* [About this task] Repeat the entries that follow from start to finish, keeping every character.

* [Extracted material]
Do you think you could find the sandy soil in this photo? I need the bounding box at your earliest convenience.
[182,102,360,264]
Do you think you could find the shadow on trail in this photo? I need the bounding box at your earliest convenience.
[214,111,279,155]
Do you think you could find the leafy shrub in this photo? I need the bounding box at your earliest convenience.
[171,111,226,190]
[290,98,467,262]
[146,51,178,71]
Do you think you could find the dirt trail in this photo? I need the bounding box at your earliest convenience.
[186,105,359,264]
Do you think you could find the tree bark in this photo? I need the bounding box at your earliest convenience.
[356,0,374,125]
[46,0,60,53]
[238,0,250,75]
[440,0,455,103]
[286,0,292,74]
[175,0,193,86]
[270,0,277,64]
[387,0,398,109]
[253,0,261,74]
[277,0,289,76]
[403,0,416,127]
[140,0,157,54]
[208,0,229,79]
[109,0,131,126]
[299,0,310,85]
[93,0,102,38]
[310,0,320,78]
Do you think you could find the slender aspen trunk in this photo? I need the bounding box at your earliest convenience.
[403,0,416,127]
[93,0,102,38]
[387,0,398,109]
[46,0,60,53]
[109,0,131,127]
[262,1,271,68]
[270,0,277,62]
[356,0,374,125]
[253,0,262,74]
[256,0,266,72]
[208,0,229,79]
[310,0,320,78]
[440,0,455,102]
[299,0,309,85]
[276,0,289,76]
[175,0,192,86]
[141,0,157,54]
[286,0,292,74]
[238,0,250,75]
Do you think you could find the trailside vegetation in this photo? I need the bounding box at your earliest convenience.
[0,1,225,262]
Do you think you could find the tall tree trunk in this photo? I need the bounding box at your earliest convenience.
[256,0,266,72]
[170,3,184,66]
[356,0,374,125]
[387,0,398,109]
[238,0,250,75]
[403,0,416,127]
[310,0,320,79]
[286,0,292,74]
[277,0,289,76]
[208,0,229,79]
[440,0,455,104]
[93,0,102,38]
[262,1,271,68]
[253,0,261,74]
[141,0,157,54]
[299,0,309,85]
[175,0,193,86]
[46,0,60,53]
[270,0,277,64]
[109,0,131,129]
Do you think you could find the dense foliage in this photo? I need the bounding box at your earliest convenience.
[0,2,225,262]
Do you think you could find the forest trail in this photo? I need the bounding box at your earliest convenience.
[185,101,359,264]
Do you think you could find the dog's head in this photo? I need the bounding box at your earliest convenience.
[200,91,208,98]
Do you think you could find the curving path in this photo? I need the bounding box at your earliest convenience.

* [Written answer]
Do you think you could find the sandy soil in this photo? I need the bounding box at your earliest convenience.
[182,102,360,264]
Do you think you could find the shadow on trail in this photo? I need the bounding box at your earliest convenience.
[214,111,279,155]
Do you think you could find the leafy shrub in this photo? I need the bounding box at your earliest convenience.
[171,111,226,190]
[290,98,467,262]
[146,51,178,71]
Do you think you could find the dirt trail in this photo? I need the bounding box at your earliest convenience.
[186,105,359,264]
Do you think you could find the tree bark in this photo? I need the bounding box at your earliest convenience.
[356,0,374,125]
[46,0,60,53]
[238,0,250,75]
[440,0,455,103]
[286,0,292,74]
[175,0,193,86]
[270,0,277,64]
[387,0,398,109]
[253,0,261,74]
[277,0,289,76]
[403,0,416,127]
[140,0,157,54]
[208,0,229,79]
[109,0,131,126]
[299,0,310,85]
[93,0,102,38]
[310,0,320,78]
Do you think you could find the slender aspen trunk in this photo? I need the bounding box at your earliest convenience.
[403,0,416,127]
[93,0,102,38]
[387,0,398,109]
[46,0,60,53]
[109,0,131,127]
[262,1,271,68]
[270,0,277,62]
[356,0,374,125]
[253,0,262,74]
[256,0,266,72]
[208,0,229,79]
[310,0,320,78]
[440,0,455,102]
[299,0,309,85]
[276,0,289,76]
[175,0,192,86]
[141,0,157,54]
[286,0,292,74]
[238,0,250,75]
Do you think you could find the trailside vegetation in this photo? I need the bounding box at your earliest convenience.
[0,1,225,262]
Do you think you could find the tall tree trunk in this photo? I need the bounding box at your earliest convenience.
[256,0,266,72]
[170,3,184,66]
[356,0,374,125]
[387,0,398,109]
[238,0,250,75]
[403,0,416,127]
[310,0,320,79]
[286,0,292,74]
[277,0,289,76]
[208,0,229,79]
[440,0,455,104]
[93,0,102,38]
[262,1,271,68]
[253,0,261,74]
[141,0,157,54]
[299,0,309,85]
[175,0,193,86]
[46,0,60,53]
[270,0,277,64]
[109,0,131,129]
Do you think you could find the dense foliage in this photo? I need the bounding box at your earliest convenience.
[0,2,225,262]
Do you think you could find the forest trail in this photo? I need the bounding box at your earliest convenience.
[185,101,359,264]
Do you think you could find the dog's head in this photo? I need the bounding box at your earliest convenience.
[200,91,208,98]
Do you think you could find the curving path in this photo? I need the bounding box at your earliest convenience.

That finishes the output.